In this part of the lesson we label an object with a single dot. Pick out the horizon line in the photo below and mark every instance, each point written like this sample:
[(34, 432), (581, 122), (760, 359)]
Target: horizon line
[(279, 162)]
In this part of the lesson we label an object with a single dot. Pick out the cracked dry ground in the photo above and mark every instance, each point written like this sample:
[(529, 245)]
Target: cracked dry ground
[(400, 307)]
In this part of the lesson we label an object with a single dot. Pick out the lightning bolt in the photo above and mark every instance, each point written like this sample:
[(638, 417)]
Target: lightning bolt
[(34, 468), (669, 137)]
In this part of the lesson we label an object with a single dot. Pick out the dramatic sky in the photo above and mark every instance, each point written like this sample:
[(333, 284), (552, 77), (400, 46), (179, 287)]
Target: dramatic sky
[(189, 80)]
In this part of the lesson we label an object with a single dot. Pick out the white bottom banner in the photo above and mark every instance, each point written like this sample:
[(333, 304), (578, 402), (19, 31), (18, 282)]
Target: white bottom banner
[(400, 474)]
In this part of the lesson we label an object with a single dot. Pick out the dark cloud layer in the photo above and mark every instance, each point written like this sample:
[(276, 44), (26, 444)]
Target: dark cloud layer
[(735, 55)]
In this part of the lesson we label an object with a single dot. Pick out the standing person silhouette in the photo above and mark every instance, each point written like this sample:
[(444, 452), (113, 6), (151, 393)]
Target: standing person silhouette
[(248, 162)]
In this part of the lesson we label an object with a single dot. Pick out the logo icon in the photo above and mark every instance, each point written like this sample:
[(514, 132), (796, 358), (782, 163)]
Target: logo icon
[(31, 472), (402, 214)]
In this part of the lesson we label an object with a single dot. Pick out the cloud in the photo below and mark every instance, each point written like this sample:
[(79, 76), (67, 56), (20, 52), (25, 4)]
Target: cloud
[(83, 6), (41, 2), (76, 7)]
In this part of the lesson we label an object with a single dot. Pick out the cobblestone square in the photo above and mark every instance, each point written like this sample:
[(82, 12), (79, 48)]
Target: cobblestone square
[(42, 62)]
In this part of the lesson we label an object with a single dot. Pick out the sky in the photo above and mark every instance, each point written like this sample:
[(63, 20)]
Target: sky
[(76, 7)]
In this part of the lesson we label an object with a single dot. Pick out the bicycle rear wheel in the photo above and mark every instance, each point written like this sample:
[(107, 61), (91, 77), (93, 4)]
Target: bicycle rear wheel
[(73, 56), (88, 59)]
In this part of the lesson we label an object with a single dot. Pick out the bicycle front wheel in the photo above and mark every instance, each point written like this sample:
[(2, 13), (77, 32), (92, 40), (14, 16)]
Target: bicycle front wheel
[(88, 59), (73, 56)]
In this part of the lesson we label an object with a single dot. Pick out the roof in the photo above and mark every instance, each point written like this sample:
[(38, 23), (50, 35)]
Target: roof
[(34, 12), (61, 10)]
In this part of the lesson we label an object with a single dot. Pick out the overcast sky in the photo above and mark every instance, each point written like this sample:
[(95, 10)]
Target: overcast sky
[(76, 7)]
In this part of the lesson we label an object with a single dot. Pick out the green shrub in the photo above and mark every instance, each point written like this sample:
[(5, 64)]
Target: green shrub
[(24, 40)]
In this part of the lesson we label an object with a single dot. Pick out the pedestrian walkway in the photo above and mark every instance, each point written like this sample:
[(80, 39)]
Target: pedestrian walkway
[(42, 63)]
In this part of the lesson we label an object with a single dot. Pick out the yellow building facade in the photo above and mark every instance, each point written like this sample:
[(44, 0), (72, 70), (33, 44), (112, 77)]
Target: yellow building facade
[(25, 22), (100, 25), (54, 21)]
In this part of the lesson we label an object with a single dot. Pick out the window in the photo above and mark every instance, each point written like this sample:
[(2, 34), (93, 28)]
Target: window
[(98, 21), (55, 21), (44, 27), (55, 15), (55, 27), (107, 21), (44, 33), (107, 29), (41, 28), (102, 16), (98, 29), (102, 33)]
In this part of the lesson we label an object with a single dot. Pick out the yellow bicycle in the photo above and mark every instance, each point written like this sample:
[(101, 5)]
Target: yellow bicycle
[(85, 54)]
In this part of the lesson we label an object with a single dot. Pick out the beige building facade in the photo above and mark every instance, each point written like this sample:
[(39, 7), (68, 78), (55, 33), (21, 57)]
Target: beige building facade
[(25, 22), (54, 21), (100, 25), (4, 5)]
****
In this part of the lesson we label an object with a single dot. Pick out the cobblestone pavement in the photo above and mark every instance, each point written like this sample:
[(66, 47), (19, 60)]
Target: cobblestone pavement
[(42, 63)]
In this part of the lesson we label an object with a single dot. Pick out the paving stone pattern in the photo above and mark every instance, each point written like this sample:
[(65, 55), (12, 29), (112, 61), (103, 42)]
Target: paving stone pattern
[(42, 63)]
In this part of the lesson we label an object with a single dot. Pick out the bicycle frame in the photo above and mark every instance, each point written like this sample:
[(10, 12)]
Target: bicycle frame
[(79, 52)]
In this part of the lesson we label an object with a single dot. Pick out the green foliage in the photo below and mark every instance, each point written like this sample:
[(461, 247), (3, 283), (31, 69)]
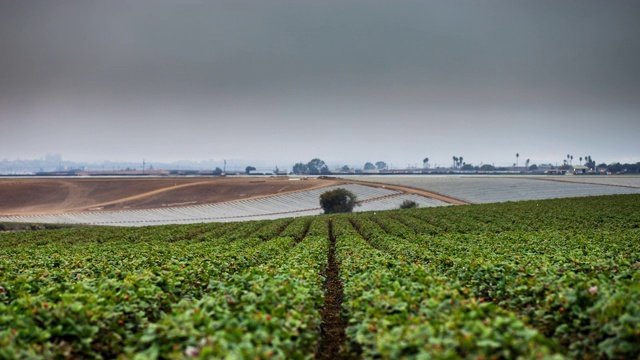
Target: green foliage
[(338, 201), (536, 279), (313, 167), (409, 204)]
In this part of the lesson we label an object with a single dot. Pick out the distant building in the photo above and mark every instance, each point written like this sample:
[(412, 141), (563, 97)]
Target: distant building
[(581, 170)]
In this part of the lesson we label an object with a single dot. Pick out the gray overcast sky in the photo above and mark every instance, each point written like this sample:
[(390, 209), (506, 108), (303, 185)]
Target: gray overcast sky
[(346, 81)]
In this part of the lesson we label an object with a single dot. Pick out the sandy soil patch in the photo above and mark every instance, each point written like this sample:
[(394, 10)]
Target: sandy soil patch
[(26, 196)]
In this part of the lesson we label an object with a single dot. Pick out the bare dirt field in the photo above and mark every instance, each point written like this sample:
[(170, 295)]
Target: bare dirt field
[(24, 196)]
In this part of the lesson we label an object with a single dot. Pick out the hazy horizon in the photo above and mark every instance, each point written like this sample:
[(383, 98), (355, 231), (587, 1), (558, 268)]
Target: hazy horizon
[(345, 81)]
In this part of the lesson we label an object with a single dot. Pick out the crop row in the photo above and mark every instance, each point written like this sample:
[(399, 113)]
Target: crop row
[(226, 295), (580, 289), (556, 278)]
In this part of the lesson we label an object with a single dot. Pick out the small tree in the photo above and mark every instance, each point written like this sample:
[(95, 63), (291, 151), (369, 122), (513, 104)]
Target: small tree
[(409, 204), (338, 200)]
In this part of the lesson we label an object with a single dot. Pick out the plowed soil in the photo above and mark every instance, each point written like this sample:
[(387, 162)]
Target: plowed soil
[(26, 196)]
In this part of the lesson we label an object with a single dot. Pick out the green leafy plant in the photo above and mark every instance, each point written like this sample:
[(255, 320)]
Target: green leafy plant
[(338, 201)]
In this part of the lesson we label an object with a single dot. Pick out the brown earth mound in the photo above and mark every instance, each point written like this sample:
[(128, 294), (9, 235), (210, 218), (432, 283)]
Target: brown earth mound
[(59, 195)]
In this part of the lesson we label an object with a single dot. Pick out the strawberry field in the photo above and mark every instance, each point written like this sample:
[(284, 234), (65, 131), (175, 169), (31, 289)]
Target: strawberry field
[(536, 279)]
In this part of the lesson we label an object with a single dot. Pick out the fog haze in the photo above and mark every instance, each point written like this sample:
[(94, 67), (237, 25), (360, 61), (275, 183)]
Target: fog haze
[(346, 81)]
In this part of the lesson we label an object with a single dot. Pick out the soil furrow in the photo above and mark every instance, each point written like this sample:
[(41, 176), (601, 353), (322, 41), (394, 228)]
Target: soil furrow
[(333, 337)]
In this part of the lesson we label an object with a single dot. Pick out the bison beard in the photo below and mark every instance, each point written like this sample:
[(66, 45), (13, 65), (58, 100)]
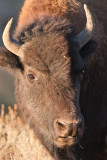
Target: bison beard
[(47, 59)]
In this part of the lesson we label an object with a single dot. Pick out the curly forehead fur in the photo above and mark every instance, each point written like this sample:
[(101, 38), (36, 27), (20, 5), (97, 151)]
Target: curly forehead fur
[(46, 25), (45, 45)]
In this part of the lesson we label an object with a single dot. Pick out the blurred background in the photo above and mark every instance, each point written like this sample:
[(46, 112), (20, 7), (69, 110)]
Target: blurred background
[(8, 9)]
****
**Task directions**
All lines of the material that contain the word "below" should be listed.

**Exercise result**
In this part of the lesson we label an object with a single dot. Pick out the horizon line in the photo below and mark every instance, each point written like this sample:
In this part of the lesson we label an object with a single dot. Pick out the cloud in the photo below and mark every instance, each point written like this sample:
In this part of the lesson we label an object with a single dot. Pick out the green foliage in the photo below and mark every instance, each point written like this sample:
In this part of the lesson we label an object with a single dot. Pick out the bison beard in the photo below and mark every instance, each point written like this sample:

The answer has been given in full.